— Text section —
Apple-Thrips

Includes

Pear thrips (Taeniothrips inconsequens)
Western flower thrips (Frankliniella occidentalis)

Pest description and crop damage Adult thrips are small (about 0.04 inch long at maturity), slender insects with fringed wings. They are generally white when young but brown or black when mature. Larvae are very tiny and difficult to distinguish without magnification. In apples, thrips feed on developing fruits which causes a white "pansy spot" to develop.

Biology and life history The western flower thrips has several generations and is a widespread problem on tree fruits and other crops in the Pacific Northwest. Damage to apples is during bloom, when female thrips lay eggs into developing fruit. A pale area, known as "pansy spot," develops around the scar where eggs were deposited, and is especially noticeable on light-skin apple cultivars. If only one spray is applied, pink and petal fall give equivalent control.

The pear thrips has only one generation and destroys the fruit buds and flowers of fruit trees during bloom. This pest has recently become a localized problem in the mid-Columbia fruit-growing area, especially in orchards that border habitat with native hosts such as maple and other deciduous trees. Use a beating tray during pink stage to monitor and detect immigrating pear thrips along border rows of orchard. Pear thrips is best controlled at early pink.

— Questions to answer —
1. In the apple thrips text, at what stage is pear thrips best controlled?
2. Decide whether each statement agrees with the apple thrips text. Answer yes or no and quote the words that settle it.
(a) Pear thrips produces several generations.
(b) Pansy spot is especially noticeable on light-skin apple cultivars.
(c) Mature adult thrips are about 0.04 inch long.
3. Resume the apple thrips text after its final sentence, keeping its technical voice.

— Dataset items —
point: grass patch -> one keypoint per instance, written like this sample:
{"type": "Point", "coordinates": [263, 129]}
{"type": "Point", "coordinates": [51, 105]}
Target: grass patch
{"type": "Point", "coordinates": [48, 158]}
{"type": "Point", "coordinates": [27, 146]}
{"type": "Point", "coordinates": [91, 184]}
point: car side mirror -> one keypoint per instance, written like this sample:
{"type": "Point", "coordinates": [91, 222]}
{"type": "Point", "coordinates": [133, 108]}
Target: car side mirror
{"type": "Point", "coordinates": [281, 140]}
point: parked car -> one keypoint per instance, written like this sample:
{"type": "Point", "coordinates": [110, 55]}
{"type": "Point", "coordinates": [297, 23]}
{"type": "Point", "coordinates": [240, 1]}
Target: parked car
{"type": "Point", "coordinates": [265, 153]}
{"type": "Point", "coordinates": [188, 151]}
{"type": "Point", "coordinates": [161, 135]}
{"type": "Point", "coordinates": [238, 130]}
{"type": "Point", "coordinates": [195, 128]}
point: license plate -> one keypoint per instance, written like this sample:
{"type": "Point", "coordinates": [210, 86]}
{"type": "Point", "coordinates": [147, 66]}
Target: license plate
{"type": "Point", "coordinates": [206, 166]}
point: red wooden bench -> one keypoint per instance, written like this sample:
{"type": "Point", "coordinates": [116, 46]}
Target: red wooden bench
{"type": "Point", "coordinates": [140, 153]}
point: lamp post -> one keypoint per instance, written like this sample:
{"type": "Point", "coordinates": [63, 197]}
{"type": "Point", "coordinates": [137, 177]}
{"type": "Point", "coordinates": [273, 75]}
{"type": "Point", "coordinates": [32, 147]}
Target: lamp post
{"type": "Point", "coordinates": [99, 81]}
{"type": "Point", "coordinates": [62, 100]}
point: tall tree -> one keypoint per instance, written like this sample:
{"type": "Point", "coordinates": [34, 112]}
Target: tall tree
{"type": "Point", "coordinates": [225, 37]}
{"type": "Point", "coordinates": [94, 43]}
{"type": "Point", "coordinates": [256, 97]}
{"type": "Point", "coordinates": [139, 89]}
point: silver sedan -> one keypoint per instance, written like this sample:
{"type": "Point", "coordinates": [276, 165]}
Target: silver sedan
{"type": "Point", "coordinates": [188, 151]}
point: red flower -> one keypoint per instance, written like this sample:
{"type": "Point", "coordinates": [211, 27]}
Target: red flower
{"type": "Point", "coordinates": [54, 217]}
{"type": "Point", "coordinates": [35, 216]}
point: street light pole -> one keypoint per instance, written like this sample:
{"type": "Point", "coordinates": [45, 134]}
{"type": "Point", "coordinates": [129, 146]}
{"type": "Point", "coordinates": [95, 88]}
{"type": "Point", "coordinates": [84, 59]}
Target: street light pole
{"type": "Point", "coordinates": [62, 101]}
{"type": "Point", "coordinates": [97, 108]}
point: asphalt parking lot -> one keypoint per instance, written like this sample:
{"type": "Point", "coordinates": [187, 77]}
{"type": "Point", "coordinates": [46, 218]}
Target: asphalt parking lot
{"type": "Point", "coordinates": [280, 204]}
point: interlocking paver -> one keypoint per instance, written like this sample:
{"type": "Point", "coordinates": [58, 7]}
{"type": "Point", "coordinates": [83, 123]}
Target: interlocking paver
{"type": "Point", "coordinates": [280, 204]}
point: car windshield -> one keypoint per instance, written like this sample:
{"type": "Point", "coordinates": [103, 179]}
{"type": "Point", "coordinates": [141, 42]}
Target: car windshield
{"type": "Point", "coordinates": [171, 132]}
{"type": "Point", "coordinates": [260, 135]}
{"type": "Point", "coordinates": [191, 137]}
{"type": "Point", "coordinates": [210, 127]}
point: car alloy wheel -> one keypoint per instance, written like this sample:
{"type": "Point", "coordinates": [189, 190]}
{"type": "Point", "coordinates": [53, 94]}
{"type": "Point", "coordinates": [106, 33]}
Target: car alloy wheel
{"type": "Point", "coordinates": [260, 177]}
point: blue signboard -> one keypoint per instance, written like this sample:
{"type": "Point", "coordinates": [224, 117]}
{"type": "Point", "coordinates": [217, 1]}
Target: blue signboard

— Written answers —
1. At early pink.

2.
(a) No: "The pear thrips has only one generation"
(b) Yes: "is especially noticeable on light-skin apple cultivars"
(c) Yes: "about 0.04 inch long at maturity"

3.
Management-cultural control

Manage weedy vegetation within and around the orchard (especially blackberry, mustard and radish). Do not mow cover crops or weeds when stink bugs are present, since mowing may cause thrips to disperse to the fruit trees.

Management-chemical control: HOME USE

Stages 5-6: Pink spray

  • acetamiprid
  • azadirachtin (neem oil)-Some formulations are OMRI-listed for organic use.
  • Beauveria bassiana-Some formulations are OMRI-listed for organic use.
  • carbaryl-Highly toxic to bees.
  • gamma-cyhalothrin-Highly toxic to bees.
  • insecticidal soap-Some formulations OMRI-listed for organic use.
  • kaolin-Applied as a spray, it acts as a repellant to some insect pests. Some formulations are OMRI-listed for organic use.
  • lambda cyhalothrin-Highly toxic to bees.
  • malathion-Highly toxic to bees.
  • permethrin-Highly toxic to bees.
  • plant-derived essential oils-Some have shown efficacy against thrips. Some formulations are OMRI-listed for organic use.
  • pyrethrins (often as a mix with other ingredients)-Some formulations are OMRI-listed for organic use.
  • spinosad-Highly toxic to bees. Some formulations are OMRI-listed for organic use.
  • zeta-cypermethrin-Highly toxic to bees.

Management-chemical control: COMMERCIAL USE

Stages 5-6: Pink spray

  • Chromobacterium subtsugae (Grandevo) at 2 to 3 lb/a. Under heavy pest populations, apply a knockdown insecticide prior to use or in a tank mix, use the higher label rates, shorten the spray interval, and/or increase the spray volume to improve coverage.
  • spinetoram (Delegate WG) at 4.5 to 7 oz/a in up to 100 gal of water per application. Do not exceed four applications or 28 oz/a per growing season. PHI 7 days. [Group 5]
  • spinosad (Success Naturalyte) at 6 to 10 oz/a in up to 100 gal of water per application. Do not exceed 29 oz/a per season. PHI 7 days [Group 5]
  • spinosad (Entrust 80WP or 2SC) at 2 to 3 oz or 6-10 fl oz /a in up to 100 gal of water per application. Do not exceed 9 oz or 29 fl oz /a per season. PHI 7 days. [Group 5] OMRI-listed for organic use.